= Source extract =
———
A Bus loading passengers from Lamogi-Ber Bus Terminal which is supposed to be closed as per the council resolution. Photos by Simon Wokorach
By Simon Wokorach
Gulu: Financial records from Lamogi Ber (next to Buganda pub) and Makome bus terminals in Gulu City have contradicted claims of non-remittance of revenue by councilors.
On February 1, 2024, Gulu City passed a resolution after Morris Odong, the Councilor of Pece-Laroo presented a motion to halt the operation of bus terminals.
Odong claimed that, the terminals deserve to be closed because they are not remitting revenue to the City Council, pose a risk of road crashes because they are located near a highway, and create trade disorder leading to leakages in revenue collections.
James Toolit, the Deputy Town Clerk, also argued that the two places were never gazetted for bus operation.
“The contract committee didn’t award any contract to the terminals and we don’t have any legal binding with them. I don’t see why the resolution can’t be passed,” Toolit said.
Speaker Alima Joyce Renni then ruled that the two places be closed with immediate effect and that the buses be relocated to the main bus park.
Financial records contradict the Council
However, records from Lamogi Ber Bus Terminal, show that the operators have been cumulatively generating Shs55.3m to the City Council annually.
The money paid through automated digital revenue collection to the Uganda Revenue Authority (URA), includes Shs3.2m trading license at 275,000 shillings annually.
The gate collection stands at Shs3.2m per month, Pay As You Earn, whose remittance stands at Shs15m per annum, property, and ground rent tax at Shs2m.
The records further revealed that the payment systems were authorized by the Town Agents and include in the financial printouts as Samuel Oyet and Ben Otim Richard for Pece-Laroo.
At Makome Bus Terminal Services, the operators have been remitting an advance income tax to the tune of Shs1.3m to the Council every financial year, and the trading license is paid of 373,000 shillings.
———
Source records
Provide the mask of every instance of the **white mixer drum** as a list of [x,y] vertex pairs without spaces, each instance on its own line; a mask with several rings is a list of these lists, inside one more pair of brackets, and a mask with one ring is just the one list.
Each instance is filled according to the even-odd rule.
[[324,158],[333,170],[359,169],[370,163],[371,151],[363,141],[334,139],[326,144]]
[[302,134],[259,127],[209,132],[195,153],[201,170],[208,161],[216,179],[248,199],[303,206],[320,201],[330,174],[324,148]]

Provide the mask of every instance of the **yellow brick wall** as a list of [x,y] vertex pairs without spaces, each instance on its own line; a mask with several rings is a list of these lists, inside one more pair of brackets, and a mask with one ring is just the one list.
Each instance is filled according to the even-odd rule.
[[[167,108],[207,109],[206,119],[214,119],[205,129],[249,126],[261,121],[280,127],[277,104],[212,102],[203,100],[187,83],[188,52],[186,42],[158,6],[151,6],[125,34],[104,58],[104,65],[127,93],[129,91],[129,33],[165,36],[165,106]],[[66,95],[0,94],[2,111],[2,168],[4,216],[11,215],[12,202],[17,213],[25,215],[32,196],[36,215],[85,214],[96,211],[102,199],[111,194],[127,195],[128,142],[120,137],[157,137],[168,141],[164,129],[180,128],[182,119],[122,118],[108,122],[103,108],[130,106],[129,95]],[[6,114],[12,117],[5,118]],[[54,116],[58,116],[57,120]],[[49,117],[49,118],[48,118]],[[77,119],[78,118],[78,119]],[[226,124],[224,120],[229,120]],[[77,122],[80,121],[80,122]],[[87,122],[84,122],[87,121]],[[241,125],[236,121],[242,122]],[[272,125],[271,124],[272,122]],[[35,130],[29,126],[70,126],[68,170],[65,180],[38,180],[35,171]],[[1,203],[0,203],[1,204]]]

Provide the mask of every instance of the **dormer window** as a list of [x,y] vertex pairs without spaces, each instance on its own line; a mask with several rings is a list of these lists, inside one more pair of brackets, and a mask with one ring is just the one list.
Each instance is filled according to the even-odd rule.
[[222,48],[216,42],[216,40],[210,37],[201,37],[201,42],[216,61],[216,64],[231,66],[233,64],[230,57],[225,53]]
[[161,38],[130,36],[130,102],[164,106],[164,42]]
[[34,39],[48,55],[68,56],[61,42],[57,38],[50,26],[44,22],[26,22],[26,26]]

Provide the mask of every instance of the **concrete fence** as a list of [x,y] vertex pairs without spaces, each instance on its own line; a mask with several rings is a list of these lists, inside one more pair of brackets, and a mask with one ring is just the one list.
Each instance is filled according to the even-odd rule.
———
= Parts of the exercise =
A - In the article on the Gulu bus terminals, who ruled that the two terminals be closed with immediate effect?
B - Copy the stretch of the article on the Gulu bus terminals from "On February 1, 2024, Gulu" through "for bus operation.".

= Expected outputs =
A - Speaker Alima Joyce Renni.

B -
On February 1, 2024, Gulu City passed a resolution after Morris Odong, the Councilor of Pece-Laroo presented a motion to halt the operation of bus terminals.
Odong claimed that, the terminals deserve to be closed because they are not remitting revenue to the City Council, pose a risk of road crashes because they are located near a highway, and create trade disorder leading to leakages in revenue collections.
James Toolit, the Deputy Town Clerk, also argued that the two places were never gazetted for bus operation.